=== Extracted material ===
- - - - -
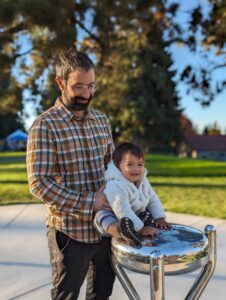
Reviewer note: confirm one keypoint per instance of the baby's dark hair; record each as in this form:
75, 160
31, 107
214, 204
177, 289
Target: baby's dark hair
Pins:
124, 148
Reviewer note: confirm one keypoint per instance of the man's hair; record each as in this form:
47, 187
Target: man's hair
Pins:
70, 60
123, 149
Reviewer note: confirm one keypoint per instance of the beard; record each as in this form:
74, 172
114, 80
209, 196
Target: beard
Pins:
74, 103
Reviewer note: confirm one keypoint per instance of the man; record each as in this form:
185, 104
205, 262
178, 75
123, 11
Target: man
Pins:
68, 148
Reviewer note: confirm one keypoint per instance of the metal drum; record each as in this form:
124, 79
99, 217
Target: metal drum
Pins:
179, 250
185, 249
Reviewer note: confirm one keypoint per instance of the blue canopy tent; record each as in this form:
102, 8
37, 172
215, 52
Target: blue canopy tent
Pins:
17, 140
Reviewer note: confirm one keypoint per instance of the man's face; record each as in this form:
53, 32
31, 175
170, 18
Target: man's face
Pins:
79, 90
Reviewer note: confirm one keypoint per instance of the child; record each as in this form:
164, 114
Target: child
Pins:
134, 203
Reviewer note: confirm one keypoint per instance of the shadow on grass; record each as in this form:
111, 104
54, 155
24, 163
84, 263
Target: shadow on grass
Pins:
13, 181
184, 185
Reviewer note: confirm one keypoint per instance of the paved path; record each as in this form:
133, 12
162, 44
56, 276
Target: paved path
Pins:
25, 273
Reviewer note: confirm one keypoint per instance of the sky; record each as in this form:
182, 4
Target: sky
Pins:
199, 116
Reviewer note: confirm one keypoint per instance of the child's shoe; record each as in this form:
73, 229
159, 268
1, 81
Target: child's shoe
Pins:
146, 218
129, 233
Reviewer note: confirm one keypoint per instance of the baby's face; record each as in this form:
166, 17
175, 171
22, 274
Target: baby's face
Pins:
132, 167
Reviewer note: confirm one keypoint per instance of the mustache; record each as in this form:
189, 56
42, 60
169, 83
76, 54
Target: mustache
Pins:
77, 98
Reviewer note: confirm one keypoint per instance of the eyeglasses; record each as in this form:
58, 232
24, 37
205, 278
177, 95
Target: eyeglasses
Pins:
81, 86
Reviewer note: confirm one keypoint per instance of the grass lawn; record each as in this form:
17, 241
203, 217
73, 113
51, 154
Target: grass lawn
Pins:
184, 185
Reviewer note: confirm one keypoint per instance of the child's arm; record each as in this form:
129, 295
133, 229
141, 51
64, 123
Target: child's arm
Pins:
118, 197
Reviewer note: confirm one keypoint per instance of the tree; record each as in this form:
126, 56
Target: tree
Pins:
130, 40
206, 38
212, 129
9, 122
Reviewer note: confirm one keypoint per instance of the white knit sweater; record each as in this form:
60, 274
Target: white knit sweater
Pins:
126, 199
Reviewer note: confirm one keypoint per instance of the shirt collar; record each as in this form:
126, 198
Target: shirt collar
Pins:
67, 114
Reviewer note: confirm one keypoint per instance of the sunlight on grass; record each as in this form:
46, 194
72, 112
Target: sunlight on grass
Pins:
184, 185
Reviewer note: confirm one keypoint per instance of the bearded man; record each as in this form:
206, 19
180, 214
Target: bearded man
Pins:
69, 146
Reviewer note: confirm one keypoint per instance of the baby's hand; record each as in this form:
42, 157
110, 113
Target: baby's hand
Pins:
147, 230
162, 224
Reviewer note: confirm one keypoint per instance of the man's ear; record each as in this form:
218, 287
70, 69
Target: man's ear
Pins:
60, 82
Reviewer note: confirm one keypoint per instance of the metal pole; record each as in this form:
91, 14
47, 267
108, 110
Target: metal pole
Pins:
157, 275
124, 280
207, 271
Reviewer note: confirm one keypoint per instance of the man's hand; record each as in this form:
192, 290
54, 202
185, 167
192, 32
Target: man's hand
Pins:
100, 201
162, 224
148, 230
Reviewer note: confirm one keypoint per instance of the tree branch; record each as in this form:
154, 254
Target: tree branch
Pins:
93, 36
218, 67
14, 29
22, 54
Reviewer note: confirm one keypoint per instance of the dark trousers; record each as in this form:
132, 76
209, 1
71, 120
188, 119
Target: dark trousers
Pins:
70, 261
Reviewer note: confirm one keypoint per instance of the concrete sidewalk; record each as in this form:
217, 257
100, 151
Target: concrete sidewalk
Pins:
24, 259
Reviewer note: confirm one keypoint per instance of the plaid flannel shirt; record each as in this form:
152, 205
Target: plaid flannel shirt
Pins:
66, 159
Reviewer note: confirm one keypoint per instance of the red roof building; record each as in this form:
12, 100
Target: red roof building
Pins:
205, 146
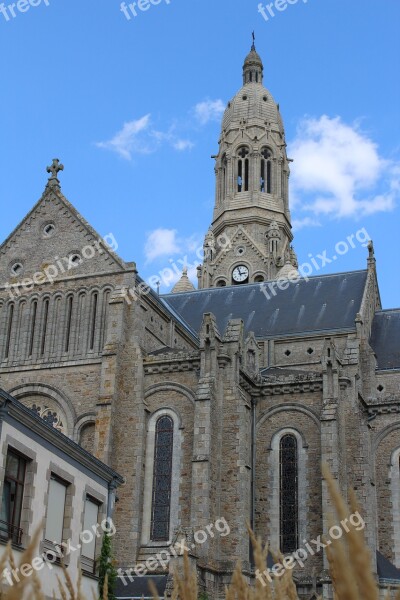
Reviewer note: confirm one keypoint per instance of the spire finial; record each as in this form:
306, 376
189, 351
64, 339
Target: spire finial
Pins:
55, 168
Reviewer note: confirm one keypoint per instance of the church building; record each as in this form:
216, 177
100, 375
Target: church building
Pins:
217, 404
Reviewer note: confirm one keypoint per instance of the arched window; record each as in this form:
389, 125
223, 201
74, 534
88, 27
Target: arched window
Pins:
224, 164
266, 171
33, 327
243, 169
288, 500
44, 326
162, 479
9, 324
68, 323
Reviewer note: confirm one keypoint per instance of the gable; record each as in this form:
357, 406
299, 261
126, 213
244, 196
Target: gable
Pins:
55, 240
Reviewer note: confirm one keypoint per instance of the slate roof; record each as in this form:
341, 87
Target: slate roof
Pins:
385, 338
319, 304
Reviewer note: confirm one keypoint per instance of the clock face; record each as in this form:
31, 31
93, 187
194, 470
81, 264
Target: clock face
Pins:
240, 274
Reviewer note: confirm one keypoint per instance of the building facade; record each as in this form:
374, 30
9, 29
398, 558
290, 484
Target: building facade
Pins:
221, 402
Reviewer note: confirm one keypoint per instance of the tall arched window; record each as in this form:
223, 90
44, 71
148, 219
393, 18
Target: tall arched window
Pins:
162, 479
266, 171
288, 500
243, 169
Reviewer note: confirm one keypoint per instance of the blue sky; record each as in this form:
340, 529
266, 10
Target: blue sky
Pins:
133, 110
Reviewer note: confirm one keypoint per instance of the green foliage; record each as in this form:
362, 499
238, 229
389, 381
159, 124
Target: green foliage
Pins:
106, 568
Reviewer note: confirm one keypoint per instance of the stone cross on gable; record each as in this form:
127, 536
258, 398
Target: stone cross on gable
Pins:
54, 169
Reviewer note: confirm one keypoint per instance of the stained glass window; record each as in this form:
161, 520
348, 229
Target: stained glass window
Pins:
162, 479
288, 494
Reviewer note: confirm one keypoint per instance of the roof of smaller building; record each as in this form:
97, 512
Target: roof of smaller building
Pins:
385, 338
387, 572
132, 586
318, 304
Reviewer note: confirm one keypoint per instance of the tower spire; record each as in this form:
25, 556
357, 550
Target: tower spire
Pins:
253, 68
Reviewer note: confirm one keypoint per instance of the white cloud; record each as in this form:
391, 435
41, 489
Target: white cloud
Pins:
182, 145
338, 171
209, 110
139, 137
166, 243
127, 141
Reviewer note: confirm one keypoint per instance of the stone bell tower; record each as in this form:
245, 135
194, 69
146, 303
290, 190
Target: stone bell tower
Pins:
250, 236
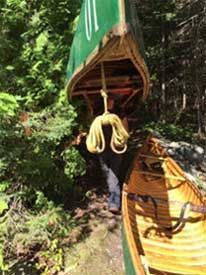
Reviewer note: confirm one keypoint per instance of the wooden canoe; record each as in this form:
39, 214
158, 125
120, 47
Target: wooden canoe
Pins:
164, 223
108, 36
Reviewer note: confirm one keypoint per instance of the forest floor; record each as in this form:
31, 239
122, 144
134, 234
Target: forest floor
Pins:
97, 241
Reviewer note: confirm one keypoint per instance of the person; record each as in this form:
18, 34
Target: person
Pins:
110, 162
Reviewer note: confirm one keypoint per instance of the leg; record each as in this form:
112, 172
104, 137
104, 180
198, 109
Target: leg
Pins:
110, 163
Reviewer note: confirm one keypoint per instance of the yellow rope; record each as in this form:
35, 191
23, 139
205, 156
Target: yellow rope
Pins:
95, 140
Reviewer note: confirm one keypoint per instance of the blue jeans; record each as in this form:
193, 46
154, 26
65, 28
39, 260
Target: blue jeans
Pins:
110, 163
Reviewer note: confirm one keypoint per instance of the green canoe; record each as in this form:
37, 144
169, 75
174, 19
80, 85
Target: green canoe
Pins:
108, 36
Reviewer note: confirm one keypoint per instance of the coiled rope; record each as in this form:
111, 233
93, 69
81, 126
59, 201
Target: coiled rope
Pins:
95, 141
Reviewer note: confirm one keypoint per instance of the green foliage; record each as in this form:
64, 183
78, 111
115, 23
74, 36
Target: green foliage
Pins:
51, 260
37, 175
8, 104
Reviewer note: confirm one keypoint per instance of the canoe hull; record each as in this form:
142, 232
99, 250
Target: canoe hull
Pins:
119, 50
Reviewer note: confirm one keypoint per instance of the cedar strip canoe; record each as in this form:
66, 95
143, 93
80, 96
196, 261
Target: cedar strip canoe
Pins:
164, 223
108, 33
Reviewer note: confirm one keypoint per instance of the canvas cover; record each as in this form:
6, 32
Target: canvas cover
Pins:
97, 18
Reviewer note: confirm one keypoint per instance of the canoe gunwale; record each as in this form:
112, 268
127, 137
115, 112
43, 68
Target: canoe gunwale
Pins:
139, 216
119, 35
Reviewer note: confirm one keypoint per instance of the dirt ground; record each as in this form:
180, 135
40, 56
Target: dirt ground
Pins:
99, 248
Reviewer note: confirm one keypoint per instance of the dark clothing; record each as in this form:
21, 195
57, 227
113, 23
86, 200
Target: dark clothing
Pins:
110, 163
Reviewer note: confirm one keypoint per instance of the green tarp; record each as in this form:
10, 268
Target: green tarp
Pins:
96, 19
- - - - -
=== What to work on ===
Where does the word "arched" appear in the listing above? Copy every line that holds it.

=== Your solution ===
Reviewer note: confirm one keypoint per instance of the arched window; record each as in this form:
Target: arched window
Reviewer note: confirm one keypoint per instance of the tall arched window; record each as in this form:
Target: tall arched window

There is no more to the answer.